====== READING TEXT

Looking at these, it makes me sad to think amongt the devistation and human toll of the vic fires,just what the toll is on the wildlife as well.


----------



## smacdonald (Feb 12, 2009)

BlindSnake said:


> Did you help out the Spotted Black Snake with it's dirt packed eye?



Nope. I wasn't going to get that close to it. I'm sure he was fine the next time it rained.


Stewart


----------



## i_LoVe_AnImAlS (Feb 12, 2009)

Awesome!!!!:d


----------



## smacdonald (Feb 12, 2009)

ryanharvey1993 said:


> oh ok, you see 2 types of dtella or just one, we actually bothered to ID the ones we found at warrumbungles, before then we always guessed by the pattern, is there a simpler way of ID them then looking at the toes, it gets annoying as some of the dtellas are small and they are very fast. have you got any more trips planned that we can look foward to?



No trips planned for the immediate future. Hopefully some work up at Mt Isa, but nothing's definite yet. Actually, I went to Lamington NP last weekend and found some leaf-tailed geckos and a Stephens' banded snake. I'll post pics eventually.

============
====== GIVEN INFORMATION

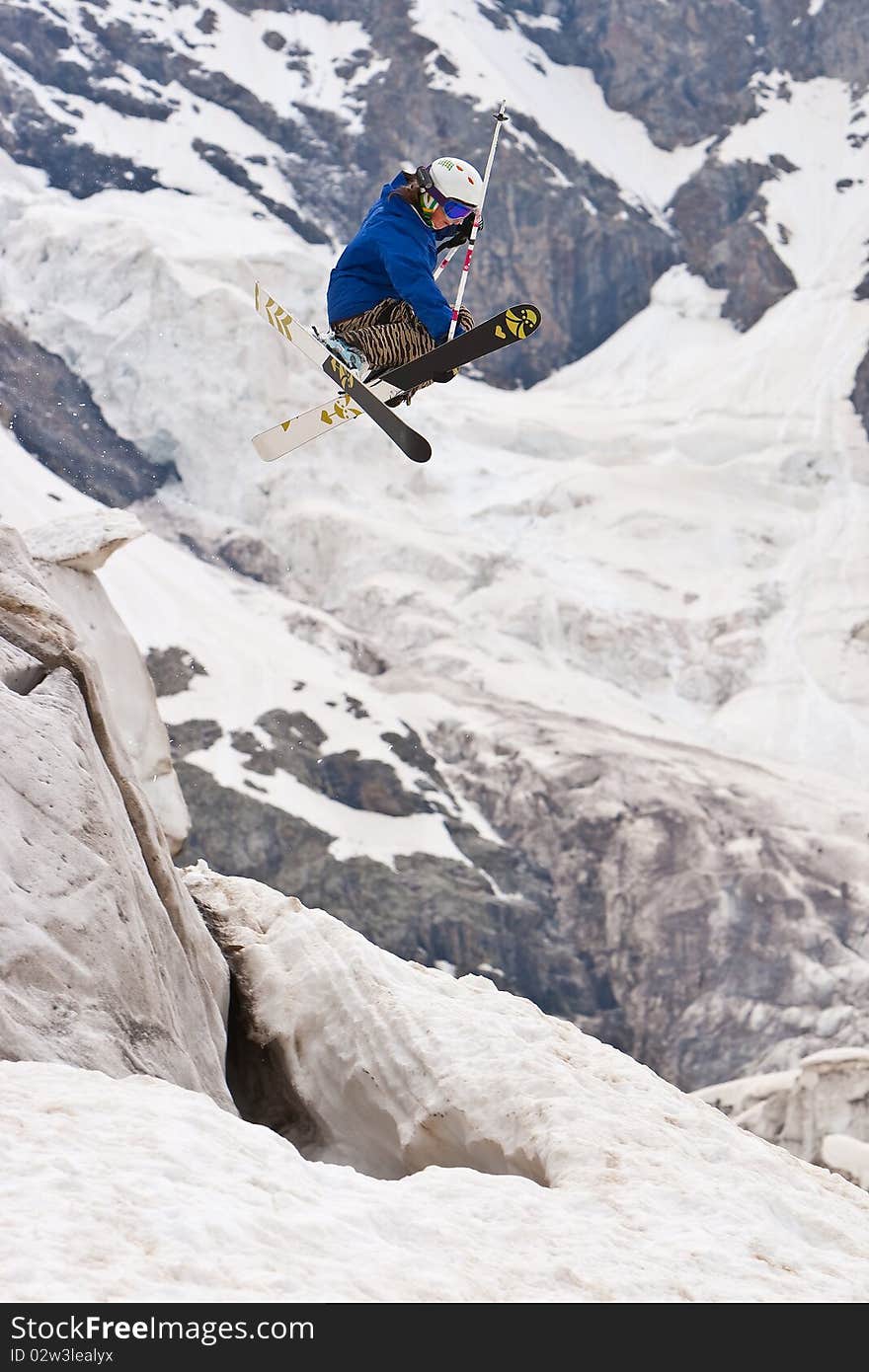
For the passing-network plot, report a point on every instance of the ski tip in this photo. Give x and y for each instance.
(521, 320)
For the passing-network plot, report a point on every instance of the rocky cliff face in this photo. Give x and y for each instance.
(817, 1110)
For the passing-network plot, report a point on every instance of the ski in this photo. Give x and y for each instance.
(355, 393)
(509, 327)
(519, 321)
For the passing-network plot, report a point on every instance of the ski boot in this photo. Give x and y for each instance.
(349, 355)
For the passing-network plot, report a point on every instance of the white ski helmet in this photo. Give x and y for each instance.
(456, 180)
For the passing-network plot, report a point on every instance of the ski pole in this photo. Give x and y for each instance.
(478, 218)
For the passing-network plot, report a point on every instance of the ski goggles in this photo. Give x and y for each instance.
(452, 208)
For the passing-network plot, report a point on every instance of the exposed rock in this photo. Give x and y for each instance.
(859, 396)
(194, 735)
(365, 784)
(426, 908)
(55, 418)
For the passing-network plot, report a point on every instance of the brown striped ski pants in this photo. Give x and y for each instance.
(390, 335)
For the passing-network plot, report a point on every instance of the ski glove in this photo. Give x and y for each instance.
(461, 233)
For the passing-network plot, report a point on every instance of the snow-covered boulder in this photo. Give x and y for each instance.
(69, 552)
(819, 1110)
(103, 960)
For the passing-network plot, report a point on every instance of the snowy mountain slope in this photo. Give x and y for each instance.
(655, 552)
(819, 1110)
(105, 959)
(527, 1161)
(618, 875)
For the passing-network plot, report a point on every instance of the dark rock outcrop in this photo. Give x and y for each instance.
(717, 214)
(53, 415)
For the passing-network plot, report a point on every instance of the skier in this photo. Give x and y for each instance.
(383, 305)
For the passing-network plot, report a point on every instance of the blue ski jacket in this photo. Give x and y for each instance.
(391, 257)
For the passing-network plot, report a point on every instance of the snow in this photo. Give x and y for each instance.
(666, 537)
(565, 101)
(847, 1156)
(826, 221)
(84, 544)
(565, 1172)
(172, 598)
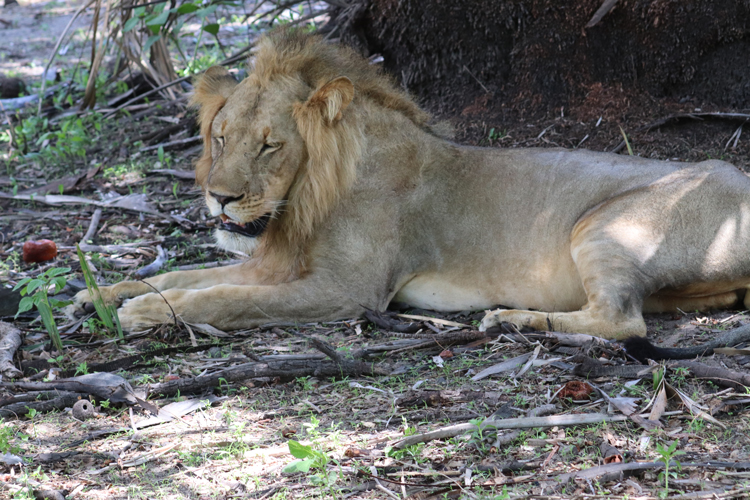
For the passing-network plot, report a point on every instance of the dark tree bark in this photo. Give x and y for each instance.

============

- **GIVEN INSTRUCTION A**: Which usernames appear in the reptile forum thread, counting both post authors and quoted posters?
- **GIVEN INSTRUCTION B**: Write the next part of the reptile forum thread, picking up after its final sentence.
The material stands apart from the reptile forum thread.

- **WRITTEN REPLY A**: smacdonald, BlindSnake, i_LoVe_AnImAlS, ryanharvey1993

- **WRITTEN REPLY B**:
I know of no easy way to ID dtellas in the field. They annoy me. A lot. If you find a good way, make sure you let me know!


Stewart


----------



## syxxx (Feb 15, 2009)

Great photos 
Looking forward to the Leaf Tails


----------



## nathancl (Feb 17, 2009)

hey stewart 

where out there did you find stenodactylum ????? i havent seen them out that way yet ?

cheers
natty


----------



## smacdonald (Feb 17, 2009)

nathancl said:


> where out there did you find stenodactylum ?????



That was a typo on my behalf. I meant _Lucasium steindachneri_. Please accept my sincerest apologies for the error. I will issue you with a full refund if you like.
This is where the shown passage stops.